### Work to do
Answer these about the text on Britain First and the Bible:
1. Who does the text describe as the target audience?
2. What did the Britain First supporters hand out when they entered mosques?
3. Which allied group does the text name as still active on social media?

-- Start Text --

For the target audience who are predominantly disaffected whites who are outside the Church and generally lack knowledge of the Bible, proof-texting can be very effective and was used frequently. A much more martial depiction of Jesus (who epitomises British/English identity and heritage) can be presented.
Their activity on social media was run alongside a high profile campaign (recorded and uploaded to their Youtube channel) of forming ‘Christian patrols’ for ‘mosque invasions‘, where a ‘battalion’ (note the language) of Britain First supporters entered mosques to hand out literature and Bibles. The physicality of the Bible itself becomes a weapon.
Although now blocked from Facebook members of Britain First and allied groups (such as the Knights Templar-UK) are still active on social media. Here we can see a close alignment with Christ/ianity narrative and nationalism.

-- End Text --
-- Start Dataset records --

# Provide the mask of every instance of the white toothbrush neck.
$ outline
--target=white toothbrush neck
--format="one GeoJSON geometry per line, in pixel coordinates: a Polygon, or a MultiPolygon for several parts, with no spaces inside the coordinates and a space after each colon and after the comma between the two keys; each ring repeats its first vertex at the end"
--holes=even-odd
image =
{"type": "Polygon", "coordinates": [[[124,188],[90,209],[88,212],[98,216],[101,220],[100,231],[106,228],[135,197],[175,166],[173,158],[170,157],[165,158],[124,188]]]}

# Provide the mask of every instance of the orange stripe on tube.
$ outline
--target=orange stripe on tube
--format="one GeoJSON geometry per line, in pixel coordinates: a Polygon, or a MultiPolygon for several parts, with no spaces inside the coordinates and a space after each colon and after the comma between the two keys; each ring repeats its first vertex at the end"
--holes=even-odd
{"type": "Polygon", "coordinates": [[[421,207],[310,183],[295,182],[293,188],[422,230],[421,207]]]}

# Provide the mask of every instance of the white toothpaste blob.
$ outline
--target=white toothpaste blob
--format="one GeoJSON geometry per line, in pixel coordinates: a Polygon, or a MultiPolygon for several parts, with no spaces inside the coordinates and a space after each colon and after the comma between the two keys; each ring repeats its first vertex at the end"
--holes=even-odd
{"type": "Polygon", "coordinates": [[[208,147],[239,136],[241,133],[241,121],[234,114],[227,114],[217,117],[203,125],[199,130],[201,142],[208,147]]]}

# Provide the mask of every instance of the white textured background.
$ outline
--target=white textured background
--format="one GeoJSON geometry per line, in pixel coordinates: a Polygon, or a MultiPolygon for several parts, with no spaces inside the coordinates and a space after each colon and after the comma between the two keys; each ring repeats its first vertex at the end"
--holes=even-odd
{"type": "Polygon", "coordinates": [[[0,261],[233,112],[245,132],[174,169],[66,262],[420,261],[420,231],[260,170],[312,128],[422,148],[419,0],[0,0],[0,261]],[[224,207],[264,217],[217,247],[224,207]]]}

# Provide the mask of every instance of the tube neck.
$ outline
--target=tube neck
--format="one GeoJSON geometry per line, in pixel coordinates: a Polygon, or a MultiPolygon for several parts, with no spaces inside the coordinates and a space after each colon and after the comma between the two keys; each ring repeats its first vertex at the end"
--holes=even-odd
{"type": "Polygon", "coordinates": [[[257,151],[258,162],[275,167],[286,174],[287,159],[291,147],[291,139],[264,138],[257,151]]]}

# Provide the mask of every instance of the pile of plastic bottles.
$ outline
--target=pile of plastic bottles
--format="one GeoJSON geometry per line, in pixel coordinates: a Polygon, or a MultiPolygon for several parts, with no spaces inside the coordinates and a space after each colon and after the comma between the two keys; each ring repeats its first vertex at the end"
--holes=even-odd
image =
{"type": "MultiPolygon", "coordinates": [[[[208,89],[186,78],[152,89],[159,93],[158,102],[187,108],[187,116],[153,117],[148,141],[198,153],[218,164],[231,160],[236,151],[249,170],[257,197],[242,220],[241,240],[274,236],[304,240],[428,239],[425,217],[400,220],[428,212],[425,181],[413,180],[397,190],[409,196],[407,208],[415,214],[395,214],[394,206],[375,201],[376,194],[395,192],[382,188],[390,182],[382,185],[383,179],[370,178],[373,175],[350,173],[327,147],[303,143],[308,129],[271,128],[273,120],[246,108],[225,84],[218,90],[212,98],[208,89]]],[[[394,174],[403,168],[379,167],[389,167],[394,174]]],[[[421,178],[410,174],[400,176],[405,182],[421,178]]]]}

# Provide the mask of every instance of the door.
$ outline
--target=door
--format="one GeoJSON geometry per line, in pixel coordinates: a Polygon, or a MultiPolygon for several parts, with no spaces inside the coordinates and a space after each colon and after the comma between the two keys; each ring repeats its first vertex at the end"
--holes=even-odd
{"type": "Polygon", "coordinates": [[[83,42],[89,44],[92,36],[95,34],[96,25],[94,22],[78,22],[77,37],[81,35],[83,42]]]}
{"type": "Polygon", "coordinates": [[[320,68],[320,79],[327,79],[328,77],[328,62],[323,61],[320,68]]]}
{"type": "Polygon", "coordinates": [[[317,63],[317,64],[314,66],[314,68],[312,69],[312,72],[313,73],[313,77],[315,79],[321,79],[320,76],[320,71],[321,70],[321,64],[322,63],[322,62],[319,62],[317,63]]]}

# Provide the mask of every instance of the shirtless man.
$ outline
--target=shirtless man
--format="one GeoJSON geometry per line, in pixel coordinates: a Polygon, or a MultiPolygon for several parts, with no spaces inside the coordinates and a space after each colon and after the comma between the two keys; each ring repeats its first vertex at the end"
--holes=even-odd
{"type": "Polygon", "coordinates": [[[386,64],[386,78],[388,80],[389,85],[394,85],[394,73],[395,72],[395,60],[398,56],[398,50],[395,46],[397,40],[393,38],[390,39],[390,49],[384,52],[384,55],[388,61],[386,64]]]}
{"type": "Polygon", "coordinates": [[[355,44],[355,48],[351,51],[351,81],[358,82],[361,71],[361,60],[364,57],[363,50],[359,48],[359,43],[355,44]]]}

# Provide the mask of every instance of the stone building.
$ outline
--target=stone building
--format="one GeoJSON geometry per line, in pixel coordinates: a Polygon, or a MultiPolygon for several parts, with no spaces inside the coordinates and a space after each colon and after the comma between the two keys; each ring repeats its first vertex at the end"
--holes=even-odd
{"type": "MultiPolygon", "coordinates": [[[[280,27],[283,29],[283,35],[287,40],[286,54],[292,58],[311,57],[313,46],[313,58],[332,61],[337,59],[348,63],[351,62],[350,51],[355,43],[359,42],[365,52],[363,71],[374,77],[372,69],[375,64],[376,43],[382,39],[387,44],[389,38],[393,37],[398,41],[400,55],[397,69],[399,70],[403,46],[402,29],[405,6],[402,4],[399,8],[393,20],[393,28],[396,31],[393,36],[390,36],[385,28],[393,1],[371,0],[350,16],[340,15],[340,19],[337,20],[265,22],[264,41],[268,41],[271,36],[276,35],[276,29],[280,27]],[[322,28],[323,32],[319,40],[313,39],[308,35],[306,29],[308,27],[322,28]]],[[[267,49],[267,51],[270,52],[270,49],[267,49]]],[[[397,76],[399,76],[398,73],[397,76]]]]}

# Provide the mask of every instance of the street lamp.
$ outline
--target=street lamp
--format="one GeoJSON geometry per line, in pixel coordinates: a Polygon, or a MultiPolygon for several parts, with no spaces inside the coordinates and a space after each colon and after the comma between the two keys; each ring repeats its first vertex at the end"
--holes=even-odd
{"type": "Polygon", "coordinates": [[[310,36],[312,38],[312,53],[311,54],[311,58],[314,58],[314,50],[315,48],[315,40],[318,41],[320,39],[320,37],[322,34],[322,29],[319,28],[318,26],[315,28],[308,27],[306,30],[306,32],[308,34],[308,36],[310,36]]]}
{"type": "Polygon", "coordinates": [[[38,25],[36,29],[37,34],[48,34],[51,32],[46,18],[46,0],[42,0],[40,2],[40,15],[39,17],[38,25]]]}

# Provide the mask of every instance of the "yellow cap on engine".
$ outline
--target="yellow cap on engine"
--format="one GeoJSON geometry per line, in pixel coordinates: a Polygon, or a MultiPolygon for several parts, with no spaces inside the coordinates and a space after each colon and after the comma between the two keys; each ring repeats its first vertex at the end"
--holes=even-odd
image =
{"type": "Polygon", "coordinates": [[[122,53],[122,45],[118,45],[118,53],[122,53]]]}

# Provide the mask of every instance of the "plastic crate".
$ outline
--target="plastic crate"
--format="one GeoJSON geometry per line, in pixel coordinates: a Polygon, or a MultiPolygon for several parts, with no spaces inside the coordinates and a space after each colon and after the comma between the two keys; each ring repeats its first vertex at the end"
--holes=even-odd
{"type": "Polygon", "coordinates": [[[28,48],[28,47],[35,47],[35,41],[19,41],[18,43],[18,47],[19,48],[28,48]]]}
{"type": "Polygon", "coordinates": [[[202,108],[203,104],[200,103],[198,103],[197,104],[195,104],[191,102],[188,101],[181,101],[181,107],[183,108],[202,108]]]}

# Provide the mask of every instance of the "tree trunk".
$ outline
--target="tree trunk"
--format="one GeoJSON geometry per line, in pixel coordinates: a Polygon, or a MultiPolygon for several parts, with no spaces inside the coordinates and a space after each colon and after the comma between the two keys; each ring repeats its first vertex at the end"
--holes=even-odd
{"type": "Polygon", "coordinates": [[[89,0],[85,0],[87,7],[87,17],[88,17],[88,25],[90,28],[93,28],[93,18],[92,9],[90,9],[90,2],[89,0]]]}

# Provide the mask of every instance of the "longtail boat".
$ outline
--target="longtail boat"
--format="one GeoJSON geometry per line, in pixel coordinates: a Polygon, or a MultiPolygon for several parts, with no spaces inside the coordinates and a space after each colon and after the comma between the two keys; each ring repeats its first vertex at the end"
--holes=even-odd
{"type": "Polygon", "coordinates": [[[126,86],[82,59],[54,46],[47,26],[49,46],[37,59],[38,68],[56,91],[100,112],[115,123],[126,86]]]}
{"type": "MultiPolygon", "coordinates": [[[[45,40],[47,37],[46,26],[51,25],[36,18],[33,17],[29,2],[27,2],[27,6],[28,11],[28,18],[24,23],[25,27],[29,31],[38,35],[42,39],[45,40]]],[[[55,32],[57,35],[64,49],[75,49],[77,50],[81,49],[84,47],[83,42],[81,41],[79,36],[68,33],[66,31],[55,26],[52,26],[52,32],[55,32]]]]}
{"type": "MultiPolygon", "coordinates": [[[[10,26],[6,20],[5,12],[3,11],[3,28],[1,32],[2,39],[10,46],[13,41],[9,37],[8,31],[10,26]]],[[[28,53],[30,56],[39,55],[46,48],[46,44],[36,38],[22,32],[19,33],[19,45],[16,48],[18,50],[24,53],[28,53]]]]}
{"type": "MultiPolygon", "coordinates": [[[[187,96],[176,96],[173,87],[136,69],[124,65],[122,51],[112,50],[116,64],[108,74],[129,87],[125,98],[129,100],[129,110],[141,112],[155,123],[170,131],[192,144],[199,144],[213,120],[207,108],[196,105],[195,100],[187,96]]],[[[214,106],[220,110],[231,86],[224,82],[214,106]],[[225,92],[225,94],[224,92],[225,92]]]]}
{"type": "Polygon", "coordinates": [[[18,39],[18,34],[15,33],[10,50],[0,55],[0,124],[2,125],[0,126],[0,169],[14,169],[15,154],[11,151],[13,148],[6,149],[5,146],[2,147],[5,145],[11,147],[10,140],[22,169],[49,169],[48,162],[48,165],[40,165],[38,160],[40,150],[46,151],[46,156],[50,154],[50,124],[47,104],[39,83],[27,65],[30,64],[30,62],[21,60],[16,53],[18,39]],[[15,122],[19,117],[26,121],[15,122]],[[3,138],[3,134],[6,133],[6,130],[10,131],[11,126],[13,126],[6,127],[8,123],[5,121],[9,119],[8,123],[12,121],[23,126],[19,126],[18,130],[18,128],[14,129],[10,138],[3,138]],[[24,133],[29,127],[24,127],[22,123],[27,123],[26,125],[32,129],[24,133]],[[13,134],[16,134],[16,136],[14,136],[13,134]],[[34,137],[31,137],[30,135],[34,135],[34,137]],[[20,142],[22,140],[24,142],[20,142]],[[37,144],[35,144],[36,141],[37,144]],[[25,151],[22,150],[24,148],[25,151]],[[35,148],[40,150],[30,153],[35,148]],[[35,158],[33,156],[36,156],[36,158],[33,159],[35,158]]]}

-- End Dataset records --

### Task response
1. Predominantly disaffected whites who are outside the Church and generally lack knowledge of the Bible.
2. Literature and Bibles.
3. The Knights Templar-UK.